**Problem to solve:** Lines from the listing below that contain the string "logo" are to be reported.

++++ Exercise materials ++++

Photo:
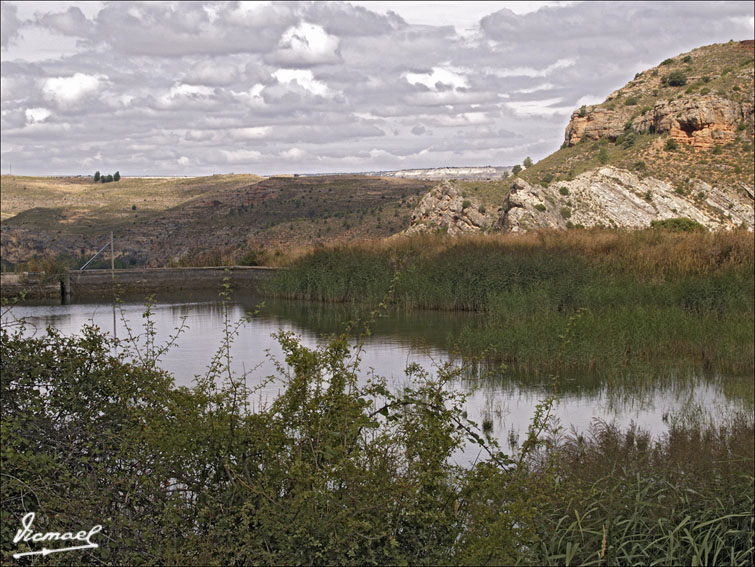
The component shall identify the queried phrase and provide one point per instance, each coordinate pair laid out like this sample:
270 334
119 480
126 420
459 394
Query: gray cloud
10 25
193 88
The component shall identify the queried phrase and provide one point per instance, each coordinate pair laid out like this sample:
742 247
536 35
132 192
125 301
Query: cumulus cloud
303 78
203 87
10 24
305 45
66 92
38 114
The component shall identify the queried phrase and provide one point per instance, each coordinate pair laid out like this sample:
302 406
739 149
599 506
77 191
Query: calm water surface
398 339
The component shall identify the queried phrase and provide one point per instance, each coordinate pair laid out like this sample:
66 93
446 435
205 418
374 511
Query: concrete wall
105 282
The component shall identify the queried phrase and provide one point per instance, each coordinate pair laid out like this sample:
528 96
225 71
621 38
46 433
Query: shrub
603 156
249 259
679 224
676 79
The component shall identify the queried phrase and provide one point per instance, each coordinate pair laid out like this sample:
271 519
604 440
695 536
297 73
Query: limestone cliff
616 198
446 208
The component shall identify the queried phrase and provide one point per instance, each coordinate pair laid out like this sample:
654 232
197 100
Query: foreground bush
337 470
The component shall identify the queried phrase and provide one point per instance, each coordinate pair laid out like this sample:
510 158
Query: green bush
671 145
603 156
680 224
676 79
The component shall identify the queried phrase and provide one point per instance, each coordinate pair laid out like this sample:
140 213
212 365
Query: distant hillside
676 141
204 220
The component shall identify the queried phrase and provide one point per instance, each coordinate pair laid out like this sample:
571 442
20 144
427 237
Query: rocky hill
676 141
196 221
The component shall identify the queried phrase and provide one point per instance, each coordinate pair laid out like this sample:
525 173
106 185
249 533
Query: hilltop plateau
205 220
676 141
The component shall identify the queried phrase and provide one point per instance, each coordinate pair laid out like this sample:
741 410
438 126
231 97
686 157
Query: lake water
398 339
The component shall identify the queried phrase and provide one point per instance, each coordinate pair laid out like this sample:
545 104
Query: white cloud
590 99
531 71
536 88
306 44
239 156
538 107
304 78
38 114
252 133
66 92
438 76
293 153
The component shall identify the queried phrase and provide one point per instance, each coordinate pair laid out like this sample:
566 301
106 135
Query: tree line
106 178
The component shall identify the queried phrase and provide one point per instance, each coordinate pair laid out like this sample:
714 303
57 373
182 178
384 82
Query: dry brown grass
648 253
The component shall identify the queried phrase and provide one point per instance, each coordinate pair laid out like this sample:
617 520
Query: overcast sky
192 88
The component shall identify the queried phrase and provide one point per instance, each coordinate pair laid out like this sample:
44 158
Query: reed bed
620 498
650 296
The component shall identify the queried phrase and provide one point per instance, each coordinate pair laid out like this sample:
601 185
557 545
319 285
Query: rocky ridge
446 208
616 198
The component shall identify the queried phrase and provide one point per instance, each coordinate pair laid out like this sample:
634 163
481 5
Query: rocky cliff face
617 198
700 122
446 208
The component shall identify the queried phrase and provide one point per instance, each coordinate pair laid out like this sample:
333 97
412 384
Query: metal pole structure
112 256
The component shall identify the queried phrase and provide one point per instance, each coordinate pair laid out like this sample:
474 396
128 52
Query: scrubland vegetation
650 296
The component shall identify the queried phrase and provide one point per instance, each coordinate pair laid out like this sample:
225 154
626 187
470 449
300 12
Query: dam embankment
94 283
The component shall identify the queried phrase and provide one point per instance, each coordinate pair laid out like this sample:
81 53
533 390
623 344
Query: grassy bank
648 297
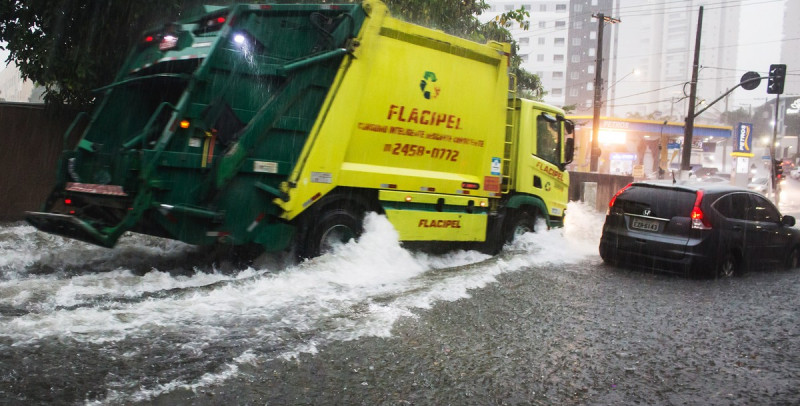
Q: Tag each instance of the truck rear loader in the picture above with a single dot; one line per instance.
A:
(281, 125)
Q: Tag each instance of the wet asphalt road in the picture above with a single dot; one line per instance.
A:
(555, 335)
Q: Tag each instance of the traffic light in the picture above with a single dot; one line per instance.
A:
(778, 168)
(777, 74)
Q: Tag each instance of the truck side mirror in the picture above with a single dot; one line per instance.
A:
(569, 150)
(569, 126)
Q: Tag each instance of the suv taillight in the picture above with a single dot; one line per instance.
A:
(614, 199)
(699, 222)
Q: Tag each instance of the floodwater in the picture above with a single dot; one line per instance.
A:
(81, 324)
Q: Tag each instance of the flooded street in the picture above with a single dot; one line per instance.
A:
(545, 322)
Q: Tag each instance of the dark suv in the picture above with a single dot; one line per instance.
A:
(716, 230)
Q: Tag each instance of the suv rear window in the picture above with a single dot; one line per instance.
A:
(662, 202)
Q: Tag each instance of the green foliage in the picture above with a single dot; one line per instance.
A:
(71, 47)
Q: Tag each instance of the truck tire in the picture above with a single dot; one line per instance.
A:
(518, 223)
(333, 226)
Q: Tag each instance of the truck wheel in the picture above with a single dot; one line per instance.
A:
(334, 227)
(519, 223)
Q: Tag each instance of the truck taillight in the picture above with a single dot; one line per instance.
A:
(168, 42)
(614, 198)
(699, 222)
(213, 23)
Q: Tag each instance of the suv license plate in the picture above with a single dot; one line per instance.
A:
(642, 224)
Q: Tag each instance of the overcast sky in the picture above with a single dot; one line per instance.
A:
(759, 38)
(760, 35)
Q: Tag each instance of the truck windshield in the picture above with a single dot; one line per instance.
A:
(548, 133)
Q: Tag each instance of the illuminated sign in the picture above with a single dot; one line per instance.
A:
(612, 137)
(744, 140)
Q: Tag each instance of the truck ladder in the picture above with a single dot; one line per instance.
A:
(508, 181)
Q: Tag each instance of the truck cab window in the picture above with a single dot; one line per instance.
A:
(548, 131)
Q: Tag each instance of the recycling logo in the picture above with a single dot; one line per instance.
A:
(428, 89)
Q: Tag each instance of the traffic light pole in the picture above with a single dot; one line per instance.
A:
(688, 128)
(773, 168)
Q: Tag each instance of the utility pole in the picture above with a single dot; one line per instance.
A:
(688, 128)
(598, 86)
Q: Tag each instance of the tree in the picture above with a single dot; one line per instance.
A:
(71, 47)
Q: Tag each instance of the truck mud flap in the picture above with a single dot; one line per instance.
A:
(68, 226)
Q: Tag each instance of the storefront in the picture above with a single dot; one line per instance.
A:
(643, 147)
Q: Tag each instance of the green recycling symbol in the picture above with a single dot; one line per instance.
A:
(423, 85)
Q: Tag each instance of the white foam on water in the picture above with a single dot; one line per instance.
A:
(360, 289)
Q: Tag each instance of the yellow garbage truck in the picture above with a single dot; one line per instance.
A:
(282, 125)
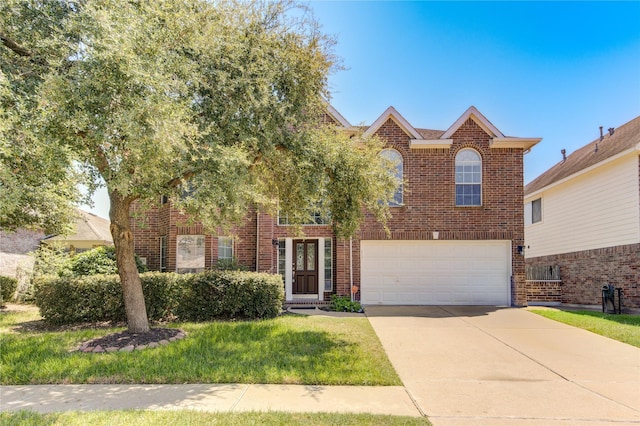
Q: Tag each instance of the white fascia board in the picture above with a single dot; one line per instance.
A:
(480, 119)
(524, 143)
(336, 115)
(583, 171)
(430, 143)
(399, 120)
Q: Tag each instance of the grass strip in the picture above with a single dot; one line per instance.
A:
(186, 417)
(623, 328)
(290, 349)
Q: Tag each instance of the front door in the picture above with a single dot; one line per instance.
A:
(305, 267)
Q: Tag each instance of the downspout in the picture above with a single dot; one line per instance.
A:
(257, 239)
(351, 268)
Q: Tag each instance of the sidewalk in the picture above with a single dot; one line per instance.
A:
(392, 400)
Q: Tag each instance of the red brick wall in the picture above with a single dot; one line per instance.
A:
(429, 204)
(163, 220)
(429, 198)
(584, 273)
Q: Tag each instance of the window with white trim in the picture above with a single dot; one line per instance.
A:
(225, 248)
(395, 158)
(163, 253)
(189, 253)
(282, 258)
(468, 178)
(328, 265)
(533, 212)
(316, 218)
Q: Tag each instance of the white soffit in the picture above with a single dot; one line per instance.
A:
(398, 119)
(480, 120)
(337, 116)
(430, 143)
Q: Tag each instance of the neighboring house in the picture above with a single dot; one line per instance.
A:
(89, 231)
(583, 215)
(14, 251)
(457, 229)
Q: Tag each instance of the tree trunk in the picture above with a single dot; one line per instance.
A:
(134, 305)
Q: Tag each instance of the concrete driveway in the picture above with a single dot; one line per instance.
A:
(501, 366)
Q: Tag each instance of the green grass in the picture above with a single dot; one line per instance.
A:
(185, 417)
(624, 328)
(289, 350)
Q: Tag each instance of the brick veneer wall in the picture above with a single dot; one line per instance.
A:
(429, 198)
(429, 204)
(544, 292)
(14, 249)
(583, 273)
(164, 220)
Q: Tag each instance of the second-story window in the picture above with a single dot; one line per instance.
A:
(468, 178)
(395, 158)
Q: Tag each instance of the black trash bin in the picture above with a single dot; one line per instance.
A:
(609, 294)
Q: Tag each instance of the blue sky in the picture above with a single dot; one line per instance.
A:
(556, 70)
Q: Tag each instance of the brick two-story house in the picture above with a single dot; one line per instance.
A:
(457, 229)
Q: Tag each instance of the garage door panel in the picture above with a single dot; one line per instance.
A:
(435, 272)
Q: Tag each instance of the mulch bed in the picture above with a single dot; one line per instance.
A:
(127, 342)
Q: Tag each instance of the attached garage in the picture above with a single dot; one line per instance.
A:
(435, 272)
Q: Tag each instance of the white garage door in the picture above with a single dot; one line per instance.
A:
(435, 272)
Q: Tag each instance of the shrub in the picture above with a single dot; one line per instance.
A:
(100, 260)
(230, 294)
(8, 287)
(195, 297)
(96, 298)
(344, 304)
(162, 294)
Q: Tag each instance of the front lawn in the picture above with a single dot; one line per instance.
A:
(289, 349)
(185, 417)
(624, 328)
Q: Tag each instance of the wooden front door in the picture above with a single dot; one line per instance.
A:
(305, 267)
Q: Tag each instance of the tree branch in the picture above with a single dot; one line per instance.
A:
(177, 181)
(14, 46)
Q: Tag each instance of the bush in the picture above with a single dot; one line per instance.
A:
(168, 296)
(162, 293)
(100, 260)
(229, 265)
(231, 294)
(8, 287)
(68, 300)
(344, 304)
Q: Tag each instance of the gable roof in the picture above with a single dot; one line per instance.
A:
(430, 139)
(88, 227)
(391, 113)
(624, 138)
(480, 120)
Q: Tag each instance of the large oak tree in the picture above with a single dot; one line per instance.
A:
(218, 105)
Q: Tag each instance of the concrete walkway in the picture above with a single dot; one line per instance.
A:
(231, 397)
(492, 366)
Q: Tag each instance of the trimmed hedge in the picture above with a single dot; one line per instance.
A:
(99, 260)
(168, 296)
(8, 287)
(231, 294)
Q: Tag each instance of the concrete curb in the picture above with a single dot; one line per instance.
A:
(392, 400)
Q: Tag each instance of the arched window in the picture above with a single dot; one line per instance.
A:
(468, 178)
(395, 158)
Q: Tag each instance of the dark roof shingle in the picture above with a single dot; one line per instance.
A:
(624, 137)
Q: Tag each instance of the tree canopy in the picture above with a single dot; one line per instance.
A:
(218, 105)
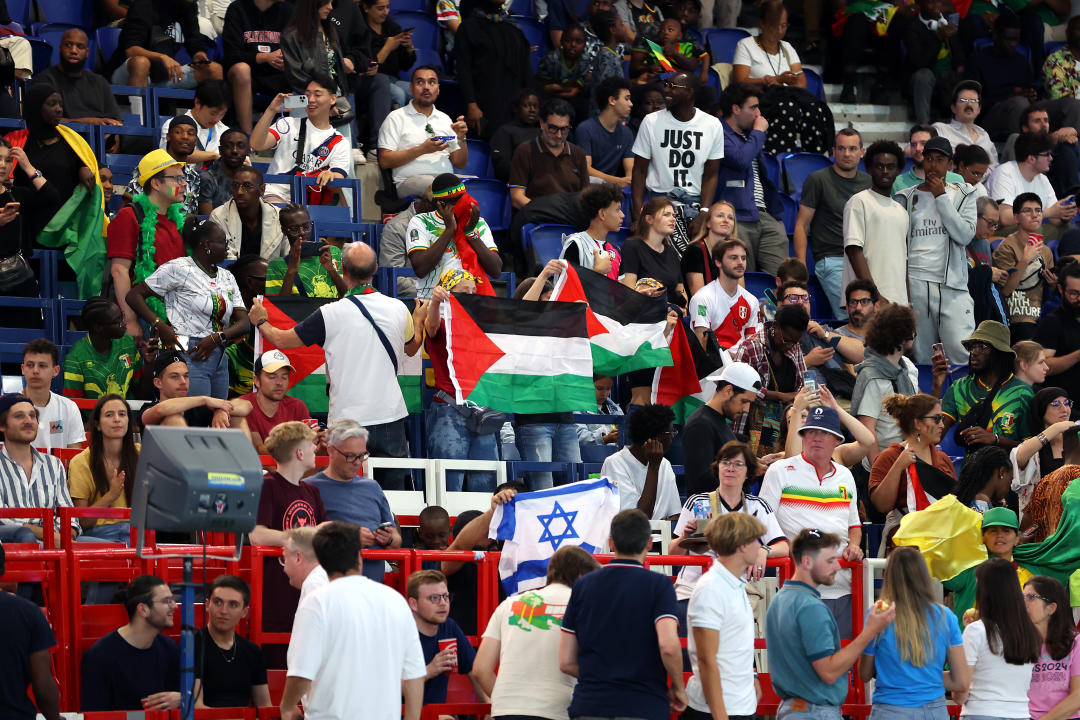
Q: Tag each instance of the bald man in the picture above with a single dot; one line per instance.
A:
(358, 333)
(86, 95)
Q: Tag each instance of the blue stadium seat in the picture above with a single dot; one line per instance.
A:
(536, 34)
(65, 11)
(480, 160)
(426, 30)
(721, 42)
(814, 84)
(545, 239)
(798, 166)
(757, 283)
(494, 200)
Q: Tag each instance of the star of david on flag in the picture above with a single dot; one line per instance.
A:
(535, 525)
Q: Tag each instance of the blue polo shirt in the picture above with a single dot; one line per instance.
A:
(799, 629)
(613, 611)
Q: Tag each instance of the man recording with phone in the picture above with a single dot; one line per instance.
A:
(311, 267)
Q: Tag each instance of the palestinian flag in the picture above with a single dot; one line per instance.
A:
(308, 382)
(683, 385)
(517, 356)
(625, 328)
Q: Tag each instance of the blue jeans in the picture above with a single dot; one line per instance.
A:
(547, 442)
(812, 711)
(208, 377)
(933, 710)
(16, 533)
(118, 532)
(449, 438)
(829, 273)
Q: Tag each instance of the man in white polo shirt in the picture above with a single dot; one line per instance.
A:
(721, 625)
(811, 491)
(418, 141)
(364, 336)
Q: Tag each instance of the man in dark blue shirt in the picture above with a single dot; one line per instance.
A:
(135, 667)
(24, 659)
(620, 634)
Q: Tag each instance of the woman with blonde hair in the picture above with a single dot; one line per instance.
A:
(700, 262)
(907, 656)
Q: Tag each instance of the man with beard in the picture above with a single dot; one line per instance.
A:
(709, 428)
(821, 214)
(724, 307)
(990, 366)
(413, 140)
(808, 666)
(942, 226)
(86, 95)
(179, 144)
(1060, 333)
(916, 140)
(216, 185)
(135, 667)
(252, 225)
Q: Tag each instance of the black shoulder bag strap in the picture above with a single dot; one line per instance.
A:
(378, 330)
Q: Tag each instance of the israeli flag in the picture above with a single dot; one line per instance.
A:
(535, 525)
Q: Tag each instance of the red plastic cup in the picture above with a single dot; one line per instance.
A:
(450, 642)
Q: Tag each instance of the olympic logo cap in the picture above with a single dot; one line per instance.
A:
(154, 162)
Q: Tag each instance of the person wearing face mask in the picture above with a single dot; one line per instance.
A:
(146, 234)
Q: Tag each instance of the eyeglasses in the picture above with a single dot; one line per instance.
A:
(352, 457)
(297, 229)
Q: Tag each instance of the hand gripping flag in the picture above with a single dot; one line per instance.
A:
(625, 328)
(535, 525)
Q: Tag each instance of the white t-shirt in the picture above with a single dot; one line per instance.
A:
(59, 424)
(678, 150)
(731, 317)
(997, 688)
(323, 149)
(624, 469)
(363, 382)
(315, 580)
(761, 64)
(370, 625)
(197, 304)
(878, 225)
(210, 138)
(802, 500)
(529, 681)
(928, 240)
(719, 603)
(751, 504)
(1006, 182)
(406, 127)
(423, 231)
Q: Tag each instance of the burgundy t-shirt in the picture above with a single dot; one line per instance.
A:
(284, 506)
(289, 408)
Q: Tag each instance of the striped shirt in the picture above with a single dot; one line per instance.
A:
(45, 488)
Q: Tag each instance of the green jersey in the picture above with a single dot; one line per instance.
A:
(1009, 409)
(311, 276)
(90, 374)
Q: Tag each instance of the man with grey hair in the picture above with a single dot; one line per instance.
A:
(300, 564)
(355, 499)
(364, 335)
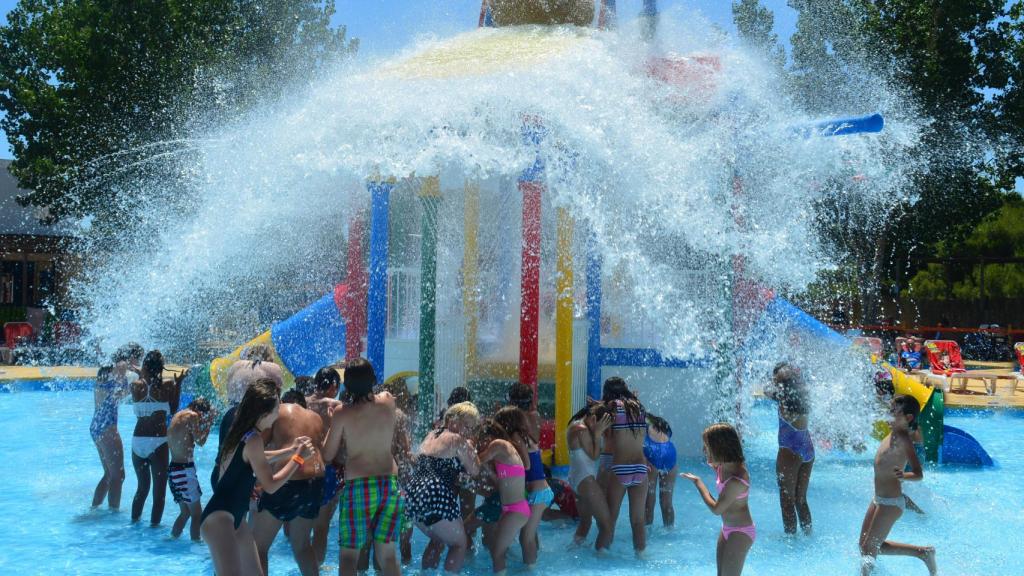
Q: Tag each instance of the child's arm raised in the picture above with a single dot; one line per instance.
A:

++++

**Expected answer:**
Q: Tag each instance of the recycling logo in the picture above with a single dot; one line per instance.
Q: Tag each instance of the olympic logo cap in the picture above with a single dot; one line per instance.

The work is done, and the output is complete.